### What to produce
Copy out the records below word for word, keeping every line in its original order.

### Dataset rows
+++++

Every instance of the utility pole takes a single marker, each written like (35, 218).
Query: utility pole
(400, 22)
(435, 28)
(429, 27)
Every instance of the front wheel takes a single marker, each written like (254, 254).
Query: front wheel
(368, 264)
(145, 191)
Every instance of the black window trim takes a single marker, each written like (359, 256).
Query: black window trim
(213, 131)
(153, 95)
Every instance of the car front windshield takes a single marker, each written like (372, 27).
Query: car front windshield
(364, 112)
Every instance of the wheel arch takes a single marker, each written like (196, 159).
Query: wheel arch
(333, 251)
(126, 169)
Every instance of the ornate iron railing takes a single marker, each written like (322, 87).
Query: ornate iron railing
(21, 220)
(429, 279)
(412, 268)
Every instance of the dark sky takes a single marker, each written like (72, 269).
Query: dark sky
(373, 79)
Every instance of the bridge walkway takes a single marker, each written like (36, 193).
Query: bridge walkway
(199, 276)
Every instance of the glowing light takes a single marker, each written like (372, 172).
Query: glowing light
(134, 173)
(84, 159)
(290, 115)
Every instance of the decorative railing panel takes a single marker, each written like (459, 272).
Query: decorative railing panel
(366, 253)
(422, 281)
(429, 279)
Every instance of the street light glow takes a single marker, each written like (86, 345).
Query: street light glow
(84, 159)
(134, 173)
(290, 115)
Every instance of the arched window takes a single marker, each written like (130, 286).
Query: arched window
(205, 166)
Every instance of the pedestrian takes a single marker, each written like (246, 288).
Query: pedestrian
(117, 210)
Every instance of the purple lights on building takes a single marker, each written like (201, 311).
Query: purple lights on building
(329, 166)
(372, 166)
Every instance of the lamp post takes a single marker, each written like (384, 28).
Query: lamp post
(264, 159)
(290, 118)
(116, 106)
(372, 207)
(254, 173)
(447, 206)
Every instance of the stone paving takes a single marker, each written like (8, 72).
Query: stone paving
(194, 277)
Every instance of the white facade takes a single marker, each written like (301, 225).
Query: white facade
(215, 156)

+++++

### Expected answer
Every instance of the utility pole takes a single marker, each written like (35, 218).
Query: utility pole
(400, 22)
(435, 28)
(429, 27)
Every instance of the front wheel takes a single marker, each written like (254, 254).
Query: front wheel
(368, 264)
(145, 191)
Every instance of the black window trim takes a single marker, each written like (359, 256).
Query: black window trim
(213, 131)
(153, 95)
Every instance of the car front windshield takes a single marker, each written like (372, 27).
Query: car front windshield
(364, 112)
Every instance of the wheel arch takes a single marker, each written like (196, 159).
Query: wheel arch
(333, 251)
(126, 169)
Every instance of the ornate iron railing takes a single marker, each written like (322, 87).
Query: ornate iron railing
(21, 220)
(429, 279)
(412, 268)
Every instance of the dark sky takes a single marker, each written like (72, 269).
Query: dark sky
(373, 79)
Every instance of the bridge walkway takes a single marker, each written like (36, 193).
Query: bridge walkway
(199, 276)
Every instance of the glowing light takes a single marker, each written like (372, 172).
Query: glowing light
(134, 173)
(84, 159)
(290, 115)
Every instance of the decorative railing panel takes a single marker, each written like (459, 272).
Query: decorative railing panel
(366, 253)
(422, 281)
(429, 279)
Every instance of the street light glow takes a single marker, each written like (86, 345).
Query: street light glow
(84, 159)
(134, 173)
(290, 115)
Every instance of the arched window takes a single marker, each written like (130, 286).
Query: arched window
(205, 166)
Every instance of the pedestrian takes a single marker, each written like (246, 288).
Query: pedestrian
(117, 210)
Every instance of the purple lights on building takes a single marker, each written like (201, 311).
Query: purple lights on building
(329, 166)
(372, 166)
Every instance of the lamp post takes a single marker, each written like (384, 28).
Query: lamp post
(264, 159)
(290, 118)
(116, 106)
(372, 207)
(254, 173)
(447, 206)
Every instance of the stone paving takes a single marker, each written like (8, 72).
Query: stone paving
(194, 277)
Every instance of the white facade takes a single marker, each written like (301, 225).
Query: white facade
(215, 156)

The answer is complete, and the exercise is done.